#### Extract

The Evolution of Walmart’s
Walmart sells meat and believes that superior beef products drive customers to the store. Testing the pulse of consumers, management is continuously looking for ways to improve quality and selection of meats.
Six years ago, Walmart USA hired a new CEO. A New Zealander with an international resumé, he complained that the U.S. beef supply chain was the worst he had to deal with, regarding consistency of product. Steiger explained to him that so many environmental differences across our country leads to many different breeds of cattle, feedstuffs and management methods – therefore, the inconsistency in eating experience.
The exchange in ideas led to Steiger’s role in listening and opening dialogues with the Walmart grocery team and suppliers across the country. He now accompanies contingents of grocers, employed by Walmart, across the United States. They visit cow-calf and stocker operations, feedyards and packing plants in an effort to exchange ideas with the people who handle meats on their last stop before hitting a grocery cart.
We all know that feedyards and stocker operations deal with mud, and some don’t look like parks when you get on the yard. I asked how it’s handled when rains accompany a tour of feedyard, or someone’s yard contains a 1962 Ford pickup, parked dead, under a tree. Steiger explains that tour stops are prepared for whatever weather comes up. They cannot hide mud or look like the city park, but Walmart people need to see reality. Discussions involve possible solutions and negatives are turned into positives. The lesson is, when we have challenges, they need to be addressed.
In addition, Walmart’s CEO has learned that, in a crisis, people buy beef and toilet paper. Ranchers and breed associations have opportunities to put together supply chains during tough times, remembering that people want to know where their food comes from.
In an effort to increase consistency and quality of beef, Bob McClaren of 44 Farms, Cameron, Texas, joined Walmart in producing Prime Pursuits® beef. It is non-hormone, verified humane and closely follows specs as stringent as other name-brand beef. Cattle are preferably sired by 44 Farms bulls and fed in participating feedyards in five states. They are harvested in an Arkansas City, Kan., Creekstone plant. After being broken into subprimal cuts, it is sent to Thomasville, Georgia. There it’s processed further into a case-ready product and makes its way to one of 500 Walmart stores in the southeastern U.S.

[Dataset entries]
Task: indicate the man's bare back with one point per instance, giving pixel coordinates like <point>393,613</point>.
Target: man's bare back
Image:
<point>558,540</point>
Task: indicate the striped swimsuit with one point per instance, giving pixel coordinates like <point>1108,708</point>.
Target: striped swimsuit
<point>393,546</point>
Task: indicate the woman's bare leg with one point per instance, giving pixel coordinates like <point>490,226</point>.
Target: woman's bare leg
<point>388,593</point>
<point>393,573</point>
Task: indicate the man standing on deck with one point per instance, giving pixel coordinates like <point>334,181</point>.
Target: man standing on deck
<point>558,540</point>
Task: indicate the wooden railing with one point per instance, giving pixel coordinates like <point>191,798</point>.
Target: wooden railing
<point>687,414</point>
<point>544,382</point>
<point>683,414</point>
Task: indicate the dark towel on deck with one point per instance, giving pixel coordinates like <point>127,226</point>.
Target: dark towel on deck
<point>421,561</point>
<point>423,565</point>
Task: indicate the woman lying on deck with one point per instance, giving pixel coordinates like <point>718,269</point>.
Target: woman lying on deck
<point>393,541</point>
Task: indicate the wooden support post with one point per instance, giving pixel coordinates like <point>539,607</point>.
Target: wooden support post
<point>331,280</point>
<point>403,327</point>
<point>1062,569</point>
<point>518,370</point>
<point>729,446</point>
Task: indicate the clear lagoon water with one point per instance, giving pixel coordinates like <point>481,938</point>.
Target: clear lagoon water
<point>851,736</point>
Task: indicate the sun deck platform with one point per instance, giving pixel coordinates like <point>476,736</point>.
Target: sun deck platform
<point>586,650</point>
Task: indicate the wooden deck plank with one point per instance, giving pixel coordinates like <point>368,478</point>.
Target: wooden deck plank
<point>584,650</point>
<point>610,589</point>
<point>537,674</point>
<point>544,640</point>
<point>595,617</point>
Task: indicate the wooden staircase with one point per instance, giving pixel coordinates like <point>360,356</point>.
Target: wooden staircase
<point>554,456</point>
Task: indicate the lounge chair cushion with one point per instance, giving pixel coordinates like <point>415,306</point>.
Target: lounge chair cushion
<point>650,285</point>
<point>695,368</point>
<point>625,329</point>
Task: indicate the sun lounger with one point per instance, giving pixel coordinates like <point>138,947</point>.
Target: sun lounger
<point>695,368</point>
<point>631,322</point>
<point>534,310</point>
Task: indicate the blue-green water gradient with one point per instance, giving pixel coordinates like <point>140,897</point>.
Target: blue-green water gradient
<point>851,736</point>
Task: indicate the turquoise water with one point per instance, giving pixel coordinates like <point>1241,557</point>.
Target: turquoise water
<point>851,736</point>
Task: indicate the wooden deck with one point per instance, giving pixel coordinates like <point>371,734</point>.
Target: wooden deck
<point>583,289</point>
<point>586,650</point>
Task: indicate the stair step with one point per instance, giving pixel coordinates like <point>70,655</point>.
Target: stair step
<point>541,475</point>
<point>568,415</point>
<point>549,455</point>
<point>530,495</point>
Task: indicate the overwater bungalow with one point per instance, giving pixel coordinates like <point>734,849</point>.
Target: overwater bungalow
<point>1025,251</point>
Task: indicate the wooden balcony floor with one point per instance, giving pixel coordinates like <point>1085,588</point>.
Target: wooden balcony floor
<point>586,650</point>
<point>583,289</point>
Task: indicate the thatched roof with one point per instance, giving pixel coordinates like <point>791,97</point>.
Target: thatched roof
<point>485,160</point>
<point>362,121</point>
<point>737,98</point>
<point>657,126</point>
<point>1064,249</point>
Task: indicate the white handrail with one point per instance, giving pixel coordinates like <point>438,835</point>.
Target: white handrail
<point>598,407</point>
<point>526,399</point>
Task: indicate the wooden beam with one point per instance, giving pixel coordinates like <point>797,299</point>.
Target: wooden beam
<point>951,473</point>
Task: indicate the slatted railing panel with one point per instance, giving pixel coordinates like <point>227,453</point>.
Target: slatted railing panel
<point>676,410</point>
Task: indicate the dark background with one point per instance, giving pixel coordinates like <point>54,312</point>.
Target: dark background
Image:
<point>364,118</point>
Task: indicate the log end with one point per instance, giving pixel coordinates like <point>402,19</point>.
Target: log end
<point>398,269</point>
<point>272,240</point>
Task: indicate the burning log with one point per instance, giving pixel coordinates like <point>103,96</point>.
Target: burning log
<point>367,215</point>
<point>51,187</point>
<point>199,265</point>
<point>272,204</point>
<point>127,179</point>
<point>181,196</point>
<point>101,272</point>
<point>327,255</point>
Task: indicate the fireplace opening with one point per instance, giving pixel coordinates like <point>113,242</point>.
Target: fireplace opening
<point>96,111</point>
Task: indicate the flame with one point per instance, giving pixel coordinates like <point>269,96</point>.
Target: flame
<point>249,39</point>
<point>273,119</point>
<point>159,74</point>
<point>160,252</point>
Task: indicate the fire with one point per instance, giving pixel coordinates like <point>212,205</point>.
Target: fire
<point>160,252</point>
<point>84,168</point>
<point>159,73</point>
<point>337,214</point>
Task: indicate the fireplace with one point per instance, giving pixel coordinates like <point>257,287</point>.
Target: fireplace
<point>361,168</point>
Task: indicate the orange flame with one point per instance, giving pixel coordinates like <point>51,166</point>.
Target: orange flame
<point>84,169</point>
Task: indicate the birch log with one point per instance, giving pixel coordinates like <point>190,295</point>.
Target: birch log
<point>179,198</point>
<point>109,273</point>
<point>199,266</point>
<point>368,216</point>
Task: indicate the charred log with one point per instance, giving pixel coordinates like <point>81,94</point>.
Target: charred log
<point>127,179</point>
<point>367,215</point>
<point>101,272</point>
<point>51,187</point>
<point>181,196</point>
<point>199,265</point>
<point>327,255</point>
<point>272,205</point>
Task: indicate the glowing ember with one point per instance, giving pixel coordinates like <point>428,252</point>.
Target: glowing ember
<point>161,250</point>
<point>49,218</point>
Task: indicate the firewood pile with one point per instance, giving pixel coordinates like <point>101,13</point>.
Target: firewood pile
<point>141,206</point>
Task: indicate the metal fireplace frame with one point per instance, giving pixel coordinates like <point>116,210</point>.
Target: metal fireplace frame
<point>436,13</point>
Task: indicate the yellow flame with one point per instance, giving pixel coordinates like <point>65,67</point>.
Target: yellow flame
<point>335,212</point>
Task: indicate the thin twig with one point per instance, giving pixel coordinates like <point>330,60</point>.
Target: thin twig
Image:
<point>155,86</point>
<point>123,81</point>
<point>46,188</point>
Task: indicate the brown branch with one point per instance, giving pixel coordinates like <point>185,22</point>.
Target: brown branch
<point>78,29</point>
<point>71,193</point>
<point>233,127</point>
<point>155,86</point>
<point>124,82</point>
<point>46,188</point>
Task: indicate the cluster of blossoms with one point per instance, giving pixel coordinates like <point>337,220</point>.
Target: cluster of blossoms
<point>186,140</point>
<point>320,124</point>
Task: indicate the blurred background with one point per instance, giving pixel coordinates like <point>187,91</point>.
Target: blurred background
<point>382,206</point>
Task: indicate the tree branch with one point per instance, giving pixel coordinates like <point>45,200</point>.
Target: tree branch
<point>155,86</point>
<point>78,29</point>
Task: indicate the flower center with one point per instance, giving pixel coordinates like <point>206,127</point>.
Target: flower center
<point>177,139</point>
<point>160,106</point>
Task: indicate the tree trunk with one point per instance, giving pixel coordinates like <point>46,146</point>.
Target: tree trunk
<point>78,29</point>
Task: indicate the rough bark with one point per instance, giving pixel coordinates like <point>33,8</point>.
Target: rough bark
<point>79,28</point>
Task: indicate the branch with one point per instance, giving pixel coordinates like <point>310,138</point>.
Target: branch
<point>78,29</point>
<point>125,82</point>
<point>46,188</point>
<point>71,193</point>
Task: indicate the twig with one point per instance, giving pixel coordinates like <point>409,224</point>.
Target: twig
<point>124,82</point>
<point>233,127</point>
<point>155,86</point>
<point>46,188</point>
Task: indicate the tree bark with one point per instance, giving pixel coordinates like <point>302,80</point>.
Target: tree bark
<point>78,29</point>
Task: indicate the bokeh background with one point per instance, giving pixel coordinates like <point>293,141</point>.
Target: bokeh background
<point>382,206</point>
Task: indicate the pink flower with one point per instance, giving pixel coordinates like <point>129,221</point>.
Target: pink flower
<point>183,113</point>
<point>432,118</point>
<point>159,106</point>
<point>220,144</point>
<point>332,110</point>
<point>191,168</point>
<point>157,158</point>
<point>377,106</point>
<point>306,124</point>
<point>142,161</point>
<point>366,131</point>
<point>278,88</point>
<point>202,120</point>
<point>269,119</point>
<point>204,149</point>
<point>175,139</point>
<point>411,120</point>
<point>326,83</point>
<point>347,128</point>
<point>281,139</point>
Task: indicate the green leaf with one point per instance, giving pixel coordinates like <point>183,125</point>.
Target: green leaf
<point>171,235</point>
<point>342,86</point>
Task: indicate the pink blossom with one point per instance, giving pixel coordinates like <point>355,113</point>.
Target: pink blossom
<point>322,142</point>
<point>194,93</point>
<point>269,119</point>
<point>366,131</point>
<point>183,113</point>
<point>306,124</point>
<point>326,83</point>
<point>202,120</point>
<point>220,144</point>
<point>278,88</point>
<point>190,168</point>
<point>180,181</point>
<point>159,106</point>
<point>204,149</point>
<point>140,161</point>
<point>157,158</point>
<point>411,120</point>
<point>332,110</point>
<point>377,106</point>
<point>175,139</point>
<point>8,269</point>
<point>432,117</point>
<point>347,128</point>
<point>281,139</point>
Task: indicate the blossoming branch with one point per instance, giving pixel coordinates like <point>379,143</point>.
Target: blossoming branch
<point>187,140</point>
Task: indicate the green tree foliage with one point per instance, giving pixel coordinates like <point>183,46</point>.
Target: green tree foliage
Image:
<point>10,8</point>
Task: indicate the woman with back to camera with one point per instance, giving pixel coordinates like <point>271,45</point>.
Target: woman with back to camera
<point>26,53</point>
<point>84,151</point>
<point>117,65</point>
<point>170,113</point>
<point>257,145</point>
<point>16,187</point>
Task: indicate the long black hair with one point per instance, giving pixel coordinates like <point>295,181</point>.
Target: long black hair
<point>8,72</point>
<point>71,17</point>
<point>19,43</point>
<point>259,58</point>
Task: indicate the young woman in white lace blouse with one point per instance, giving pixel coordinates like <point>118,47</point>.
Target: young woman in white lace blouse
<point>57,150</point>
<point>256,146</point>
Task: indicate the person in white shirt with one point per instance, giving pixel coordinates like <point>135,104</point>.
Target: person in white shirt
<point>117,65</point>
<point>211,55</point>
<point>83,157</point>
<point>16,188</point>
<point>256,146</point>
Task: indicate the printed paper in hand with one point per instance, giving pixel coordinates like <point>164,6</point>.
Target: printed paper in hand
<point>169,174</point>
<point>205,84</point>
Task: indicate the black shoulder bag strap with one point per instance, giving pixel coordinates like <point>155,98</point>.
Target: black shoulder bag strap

#### Exercise prompt
Continue the piece above on Walmart's beef supply chain, picking up after its last sentence.

#### Result of the task
Steiger explains that these cattle are harvested at a lighter weight than the national average market animal; Walmart’s experience has shown that consumers want a somewhat smaller ribeye, cut thick and easier to cook or grill than a 1,600-pound steer will provide. Eating experience means everything when dealing with beef, and Walmart is zeroing in on what works.
Steiger’s personal life is as busy as his professional pursuits. He and wife, Shari, have three married children – Emily, Eli and Olivia. Eli has joined the Walmart team in the technology division, helping develop and implement blockchain usage, primarily in fruits and vegetables. The family is rounded out by granddaughter Sophie Jendak, a delightful 3-year-old.
Steiger and his wife own 808 Ranch, 35 miles north of Bentonville in Missouri. There they run 150 commercial, fall-calving cows and use them extensively for embryo transfer, in the development of a purebred Angus herd.
He says he feels like he has a “graduate degree” in meat grocery. He wishes to continue being involved with cattlemen’s groups and works internationally as a supply chain consultant. More than anything, he will spend more time with his granddaughter.
Lamar Steiger is a proponent of self-awareness; what are you good at or not so good at? We need to work on those we are not.
“Knowledge and skills can be taught, character and passion are caught,” he says.
In other words, we need to hang around with the right kind of people. Lamar Steiger is a good example.